==== GIVEN DATA ====
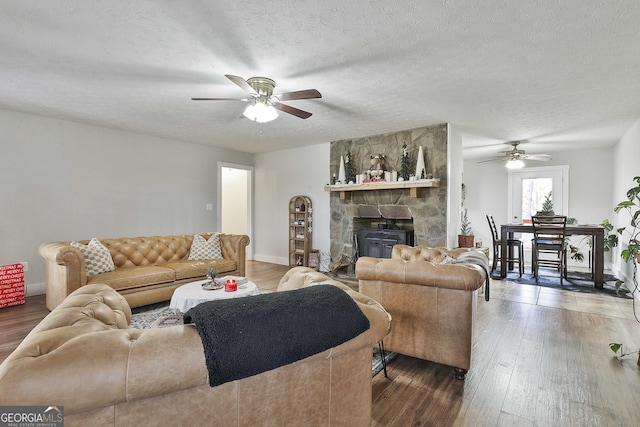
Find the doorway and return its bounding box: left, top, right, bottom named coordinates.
left=218, top=162, right=253, bottom=260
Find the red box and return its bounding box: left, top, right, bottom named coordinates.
left=0, top=264, right=24, bottom=308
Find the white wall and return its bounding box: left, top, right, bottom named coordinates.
left=254, top=143, right=330, bottom=265
left=0, top=110, right=253, bottom=295
left=447, top=124, right=467, bottom=248
left=610, top=120, right=640, bottom=290
left=464, top=148, right=615, bottom=266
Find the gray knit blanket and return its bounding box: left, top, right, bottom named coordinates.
left=455, top=251, right=491, bottom=301
left=184, top=285, right=370, bottom=387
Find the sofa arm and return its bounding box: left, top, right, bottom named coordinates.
left=278, top=267, right=391, bottom=352
left=356, top=257, right=486, bottom=291
left=220, top=234, right=249, bottom=276
left=39, top=242, right=87, bottom=310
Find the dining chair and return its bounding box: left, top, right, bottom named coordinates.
left=487, top=215, right=524, bottom=277
left=531, top=215, right=567, bottom=285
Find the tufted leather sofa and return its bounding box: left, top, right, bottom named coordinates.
left=356, top=245, right=488, bottom=379
left=39, top=233, right=249, bottom=310
left=0, top=267, right=390, bottom=427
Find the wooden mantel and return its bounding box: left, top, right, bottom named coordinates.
left=324, top=179, right=440, bottom=200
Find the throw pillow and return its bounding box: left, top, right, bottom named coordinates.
left=71, top=237, right=115, bottom=278
left=189, top=233, right=222, bottom=261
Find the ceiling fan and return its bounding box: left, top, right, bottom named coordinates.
left=478, top=141, right=551, bottom=169
left=191, top=74, right=322, bottom=123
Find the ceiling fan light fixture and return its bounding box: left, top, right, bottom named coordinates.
left=505, top=158, right=524, bottom=169
left=242, top=100, right=278, bottom=123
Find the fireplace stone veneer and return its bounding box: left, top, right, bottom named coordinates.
left=328, top=124, right=448, bottom=262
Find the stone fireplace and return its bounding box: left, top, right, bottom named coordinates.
left=330, top=124, right=447, bottom=265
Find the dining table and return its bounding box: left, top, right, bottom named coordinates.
left=500, top=223, right=604, bottom=288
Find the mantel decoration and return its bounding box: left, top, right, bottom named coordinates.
left=416, top=145, right=427, bottom=179
left=400, top=143, right=409, bottom=181
left=338, top=156, right=347, bottom=184
left=345, top=151, right=356, bottom=184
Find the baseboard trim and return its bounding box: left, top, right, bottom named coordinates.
left=253, top=254, right=289, bottom=265
left=24, top=283, right=47, bottom=297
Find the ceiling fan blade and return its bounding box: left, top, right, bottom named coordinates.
left=274, top=89, right=322, bottom=101
left=477, top=157, right=509, bottom=163
left=191, top=98, right=253, bottom=102
left=524, top=154, right=551, bottom=162
left=225, top=74, right=258, bottom=95
left=273, top=102, right=311, bottom=119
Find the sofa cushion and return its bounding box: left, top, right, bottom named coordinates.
left=162, top=259, right=237, bottom=280
left=87, top=265, right=176, bottom=290
left=189, top=233, right=222, bottom=261
left=70, top=237, right=115, bottom=277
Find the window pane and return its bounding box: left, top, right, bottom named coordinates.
left=521, top=178, right=553, bottom=224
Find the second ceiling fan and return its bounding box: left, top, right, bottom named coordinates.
left=478, top=141, right=551, bottom=169
left=191, top=74, right=322, bottom=123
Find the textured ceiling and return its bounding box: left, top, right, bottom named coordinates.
left=0, top=0, right=640, bottom=157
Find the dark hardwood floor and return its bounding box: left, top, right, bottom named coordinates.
left=0, top=261, right=640, bottom=427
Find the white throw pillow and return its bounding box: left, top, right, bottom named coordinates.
left=71, top=237, right=115, bottom=278
left=189, top=233, right=222, bottom=261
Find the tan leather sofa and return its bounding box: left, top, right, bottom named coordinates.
left=39, top=233, right=249, bottom=310
left=0, top=268, right=390, bottom=427
left=356, top=245, right=488, bottom=379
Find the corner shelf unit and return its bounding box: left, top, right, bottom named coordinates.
left=289, top=196, right=313, bottom=267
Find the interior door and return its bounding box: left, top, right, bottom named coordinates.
left=218, top=163, right=253, bottom=260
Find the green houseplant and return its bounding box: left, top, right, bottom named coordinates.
left=458, top=209, right=474, bottom=248
left=458, top=182, right=474, bottom=248
left=603, top=176, right=640, bottom=365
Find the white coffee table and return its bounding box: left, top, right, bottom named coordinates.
left=169, top=280, right=260, bottom=313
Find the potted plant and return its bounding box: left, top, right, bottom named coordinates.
left=536, top=191, right=555, bottom=216
left=458, top=209, right=474, bottom=248
left=605, top=176, right=640, bottom=365
left=207, top=267, right=219, bottom=283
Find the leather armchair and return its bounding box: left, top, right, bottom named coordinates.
left=356, top=245, right=488, bottom=379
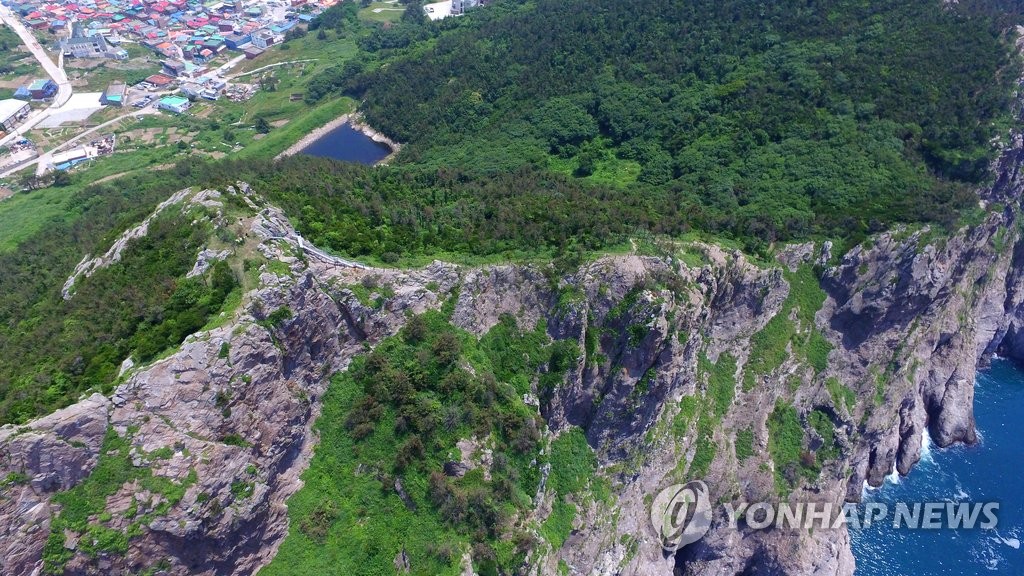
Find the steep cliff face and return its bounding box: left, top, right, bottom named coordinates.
left=0, top=133, right=1024, bottom=575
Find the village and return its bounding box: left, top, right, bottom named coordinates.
left=0, top=0, right=486, bottom=181
left=0, top=0, right=348, bottom=176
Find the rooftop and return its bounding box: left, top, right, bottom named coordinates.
left=158, top=96, right=188, bottom=106
left=0, top=98, right=29, bottom=121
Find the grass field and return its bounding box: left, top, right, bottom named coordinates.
left=0, top=24, right=364, bottom=251
left=359, top=0, right=406, bottom=22
left=0, top=188, right=69, bottom=252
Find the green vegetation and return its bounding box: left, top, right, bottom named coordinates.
left=768, top=403, right=821, bottom=495
left=325, top=0, right=1015, bottom=247
left=807, top=410, right=839, bottom=464
left=743, top=264, right=831, bottom=392
left=0, top=187, right=238, bottom=422
left=541, top=427, right=597, bottom=549
left=43, top=428, right=198, bottom=574
left=265, top=312, right=596, bottom=575
left=825, top=376, right=857, bottom=413
left=736, top=428, right=754, bottom=462
left=673, top=353, right=736, bottom=480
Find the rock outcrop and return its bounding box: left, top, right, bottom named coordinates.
left=0, top=126, right=1024, bottom=575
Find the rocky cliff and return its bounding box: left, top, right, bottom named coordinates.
left=0, top=127, right=1024, bottom=575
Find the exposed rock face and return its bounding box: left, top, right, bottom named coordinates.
left=0, top=132, right=1024, bottom=575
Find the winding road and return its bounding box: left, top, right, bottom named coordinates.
left=0, top=5, right=72, bottom=146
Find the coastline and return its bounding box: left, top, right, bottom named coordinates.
left=273, top=112, right=401, bottom=166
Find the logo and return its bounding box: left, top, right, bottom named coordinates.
left=650, top=480, right=712, bottom=552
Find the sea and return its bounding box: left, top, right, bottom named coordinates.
left=850, top=359, right=1024, bottom=576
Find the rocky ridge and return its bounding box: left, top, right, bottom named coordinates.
left=0, top=130, right=1024, bottom=575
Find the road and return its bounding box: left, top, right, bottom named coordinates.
left=0, top=5, right=72, bottom=146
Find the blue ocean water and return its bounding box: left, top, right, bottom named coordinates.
left=302, top=122, right=391, bottom=164
left=850, top=360, right=1024, bottom=576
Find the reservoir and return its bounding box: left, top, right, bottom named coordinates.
left=300, top=122, right=391, bottom=165
left=850, top=360, right=1024, bottom=576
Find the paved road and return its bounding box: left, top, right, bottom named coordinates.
left=0, top=5, right=72, bottom=146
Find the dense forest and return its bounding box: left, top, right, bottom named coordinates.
left=0, top=171, right=238, bottom=423
left=0, top=0, right=1021, bottom=422
left=307, top=0, right=1017, bottom=244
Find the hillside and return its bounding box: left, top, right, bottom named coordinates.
left=0, top=0, right=1024, bottom=576
left=322, top=0, right=1017, bottom=246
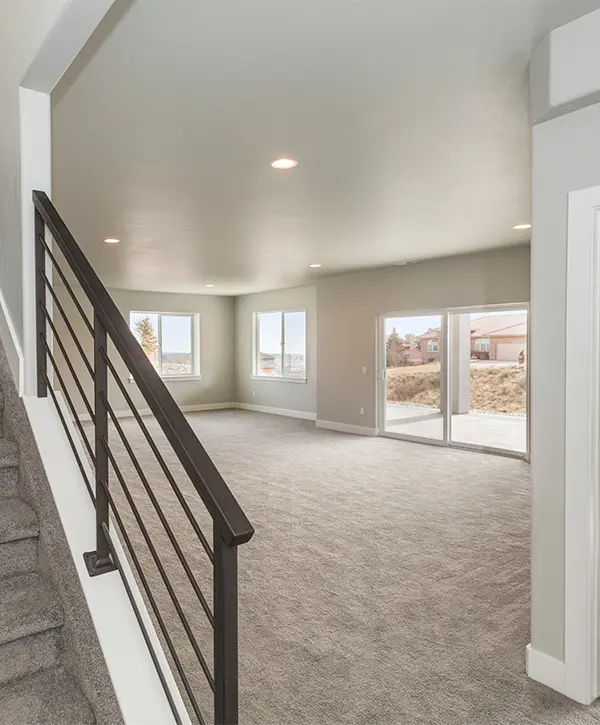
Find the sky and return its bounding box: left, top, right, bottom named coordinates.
left=385, top=310, right=527, bottom=337
left=258, top=312, right=306, bottom=355
left=129, top=312, right=192, bottom=353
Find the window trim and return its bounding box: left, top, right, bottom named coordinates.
left=129, top=310, right=202, bottom=382
left=251, top=307, right=308, bottom=383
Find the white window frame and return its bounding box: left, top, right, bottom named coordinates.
left=129, top=310, right=202, bottom=382
left=252, top=307, right=308, bottom=383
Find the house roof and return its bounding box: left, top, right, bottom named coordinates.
left=471, top=314, right=527, bottom=337
left=417, top=313, right=527, bottom=340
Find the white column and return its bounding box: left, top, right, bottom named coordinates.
left=528, top=12, right=600, bottom=702
left=19, top=0, right=115, bottom=395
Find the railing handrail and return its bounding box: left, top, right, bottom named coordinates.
left=33, top=191, right=254, bottom=546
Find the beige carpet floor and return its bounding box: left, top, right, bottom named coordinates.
left=91, top=411, right=600, bottom=725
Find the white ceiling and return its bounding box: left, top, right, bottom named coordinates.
left=53, top=0, right=600, bottom=294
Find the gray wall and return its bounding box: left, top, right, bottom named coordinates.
left=531, top=100, right=600, bottom=660
left=0, top=0, right=66, bottom=362
left=317, top=246, right=529, bottom=428
left=235, top=286, right=317, bottom=414
left=54, top=287, right=235, bottom=413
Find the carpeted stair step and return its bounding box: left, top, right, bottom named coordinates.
left=0, top=572, right=63, bottom=684
left=0, top=438, right=19, bottom=499
left=0, top=498, right=39, bottom=578
left=0, top=669, right=95, bottom=725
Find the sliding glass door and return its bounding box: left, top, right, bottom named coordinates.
left=380, top=314, right=445, bottom=441
left=378, top=305, right=529, bottom=457
left=449, top=308, right=528, bottom=455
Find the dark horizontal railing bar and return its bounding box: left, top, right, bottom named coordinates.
left=43, top=340, right=96, bottom=465
left=101, top=351, right=215, bottom=564
left=39, top=234, right=94, bottom=335
left=102, top=438, right=215, bottom=692
left=41, top=272, right=94, bottom=380
left=42, top=307, right=95, bottom=423
left=102, top=524, right=183, bottom=725
left=40, top=370, right=96, bottom=504
left=102, top=395, right=215, bottom=627
left=101, top=481, right=206, bottom=725
left=33, top=191, right=254, bottom=546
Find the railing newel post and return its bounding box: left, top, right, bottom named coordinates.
left=34, top=209, right=48, bottom=398
left=83, top=314, right=116, bottom=576
left=213, top=525, right=239, bottom=725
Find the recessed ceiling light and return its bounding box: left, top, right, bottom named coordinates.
left=271, top=159, right=298, bottom=170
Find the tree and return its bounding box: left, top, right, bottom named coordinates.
left=134, top=317, right=158, bottom=359
left=386, top=327, right=409, bottom=368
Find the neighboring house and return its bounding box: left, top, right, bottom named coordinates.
left=417, top=327, right=440, bottom=363
left=417, top=314, right=527, bottom=363
left=260, top=352, right=275, bottom=375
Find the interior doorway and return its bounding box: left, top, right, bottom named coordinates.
left=378, top=305, right=529, bottom=458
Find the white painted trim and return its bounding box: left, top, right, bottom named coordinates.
left=23, top=392, right=190, bottom=725
left=77, top=403, right=238, bottom=423
left=565, top=187, right=600, bottom=704
left=234, top=403, right=317, bottom=420
left=0, top=289, right=25, bottom=396
left=317, top=420, right=379, bottom=436
left=251, top=375, right=308, bottom=384
left=525, top=644, right=566, bottom=695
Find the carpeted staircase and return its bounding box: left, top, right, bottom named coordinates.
left=0, top=390, right=95, bottom=725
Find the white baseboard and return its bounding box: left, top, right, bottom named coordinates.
left=0, top=290, right=25, bottom=397
left=77, top=403, right=238, bottom=423
left=317, top=420, right=379, bottom=436
left=526, top=644, right=566, bottom=695
left=232, top=403, right=317, bottom=420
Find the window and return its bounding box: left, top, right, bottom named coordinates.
left=129, top=312, right=200, bottom=378
left=254, top=310, right=306, bottom=380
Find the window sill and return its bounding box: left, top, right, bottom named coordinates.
left=252, top=375, right=307, bottom=385
left=129, top=375, right=202, bottom=385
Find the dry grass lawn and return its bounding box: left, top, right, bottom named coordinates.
left=387, top=363, right=527, bottom=415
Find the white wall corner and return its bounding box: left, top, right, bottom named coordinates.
left=0, top=289, right=25, bottom=396
left=21, top=0, right=116, bottom=94
left=19, top=88, right=52, bottom=395
left=317, top=420, right=379, bottom=436
left=525, top=644, right=566, bottom=695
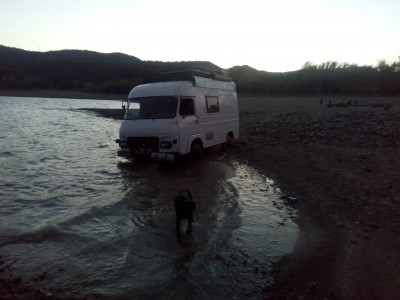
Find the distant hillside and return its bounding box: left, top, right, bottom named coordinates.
left=0, top=46, right=400, bottom=95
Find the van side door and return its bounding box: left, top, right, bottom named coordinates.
left=178, top=97, right=199, bottom=153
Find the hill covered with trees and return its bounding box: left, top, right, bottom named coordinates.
left=0, top=46, right=400, bottom=96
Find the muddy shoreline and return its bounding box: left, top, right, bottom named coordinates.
left=83, top=97, right=400, bottom=299
left=233, top=98, right=400, bottom=299
left=0, top=97, right=400, bottom=299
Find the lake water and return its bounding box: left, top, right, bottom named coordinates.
left=0, top=97, right=298, bottom=299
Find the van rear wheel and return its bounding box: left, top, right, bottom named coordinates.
left=190, top=144, right=203, bottom=160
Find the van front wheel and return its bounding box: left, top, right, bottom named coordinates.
left=222, top=134, right=233, bottom=151
left=190, top=144, right=203, bottom=160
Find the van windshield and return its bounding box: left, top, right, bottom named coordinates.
left=124, top=96, right=178, bottom=120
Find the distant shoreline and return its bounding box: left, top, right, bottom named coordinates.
left=0, top=90, right=128, bottom=100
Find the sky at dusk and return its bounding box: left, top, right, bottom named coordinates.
left=0, top=0, right=400, bottom=72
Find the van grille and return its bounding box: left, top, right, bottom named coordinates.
left=128, top=137, right=159, bottom=154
====
◆ THE PROBLEM
Reproduce without alteration the part of the data above that opens with the line containing "Find the sky and" and closes with the line containing "left=0, top=669, right=95, bottom=725", including both of those lines.

◆ IN RESPONSE
Find the sky and return its bounding box: left, top, right, bottom named coordinates.
left=385, top=310, right=527, bottom=337
left=258, top=312, right=306, bottom=355
left=129, top=312, right=192, bottom=353
Find the window trim and return its bounding box: left, top, right, bottom named coordinates.
left=129, top=310, right=202, bottom=382
left=251, top=307, right=308, bottom=383
Find the white window frame and return its bounding box: left, top, right, bottom named coordinates.
left=129, top=310, right=202, bottom=382
left=252, top=307, right=308, bottom=383
Find the house roof and return its bounding box: left, top, right, bottom named coordinates.
left=471, top=314, right=527, bottom=337
left=417, top=313, right=527, bottom=340
Find the white column and return its bounding box: left, top, right, bottom named coordinates.
left=528, top=12, right=600, bottom=702
left=19, top=0, right=115, bottom=395
Find the railing handrail and return its bounding box: left, top, right, bottom named coordinates.
left=33, top=191, right=254, bottom=546
Find the beige carpet floor and return its bounding box: left, top, right, bottom named coordinates.
left=91, top=411, right=600, bottom=725
Find the white ceiling and return its bounding box: left, top, right, bottom named coordinates.
left=53, top=0, right=600, bottom=294
Find the gray wall and return its bounding box: left, top, right, bottom named coordinates.
left=531, top=100, right=600, bottom=660
left=0, top=0, right=66, bottom=362
left=317, top=246, right=529, bottom=428
left=235, top=286, right=317, bottom=414
left=54, top=287, right=235, bottom=413
Find the carpeted stair step and return its bounding box: left, top, right, bottom named coordinates.
left=0, top=572, right=63, bottom=684
left=0, top=438, right=19, bottom=499
left=0, top=498, right=39, bottom=578
left=0, top=669, right=95, bottom=725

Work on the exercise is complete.